The problem
Change "east german flag" to "west german flag" throughout the entries below and write out their lines again with nothing else altered. Leave the pictures out of your answer.

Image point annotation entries
------------------------------
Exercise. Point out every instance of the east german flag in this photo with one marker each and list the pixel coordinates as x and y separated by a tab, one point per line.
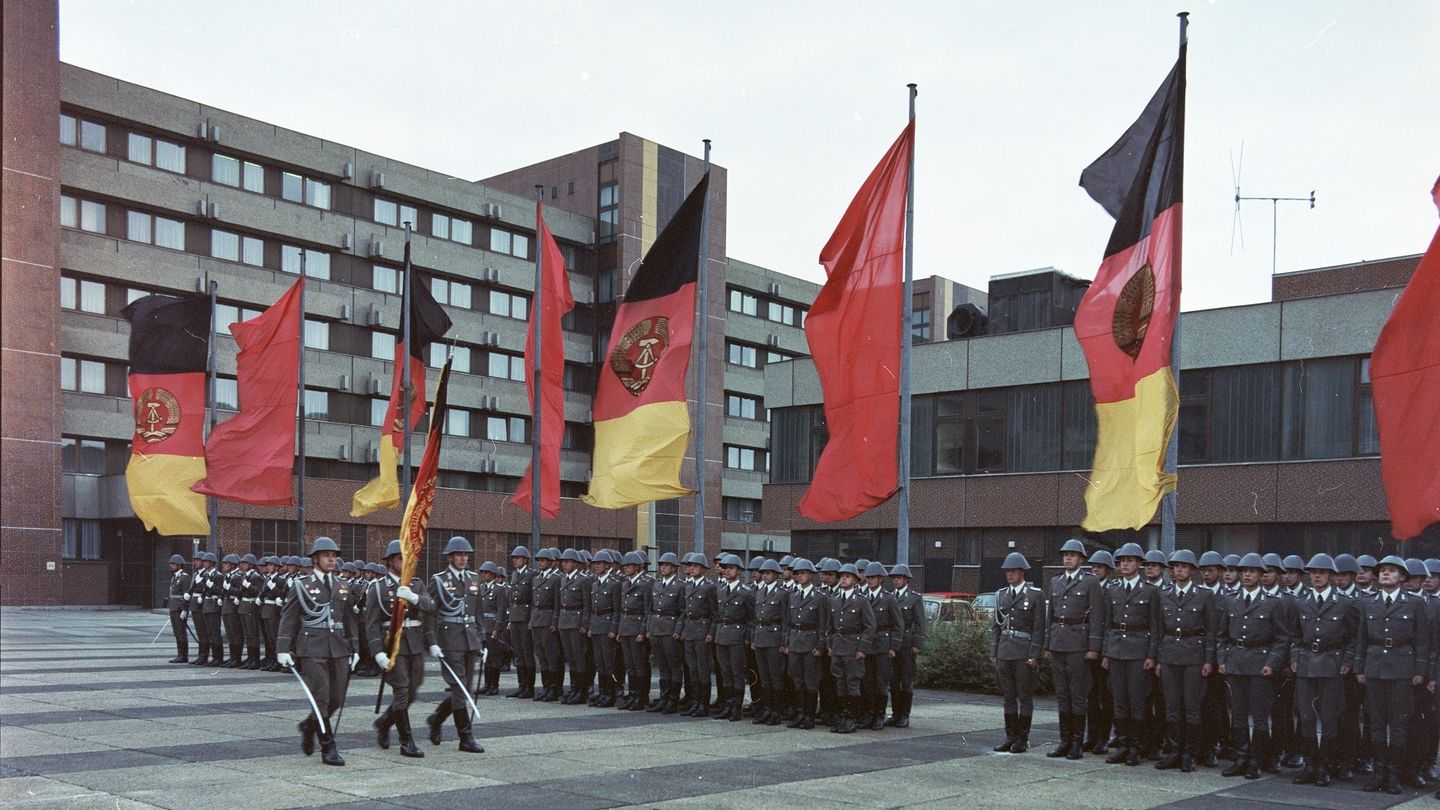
1126	320
169	352
641	418
428	323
------------------------------
In response
Exercise. Point out every instance of the west german flag in this photo with one marker each and list the pixel coordinates as x and y separated by a tab, one point per line.
1126	320
169	352
641	418
428	323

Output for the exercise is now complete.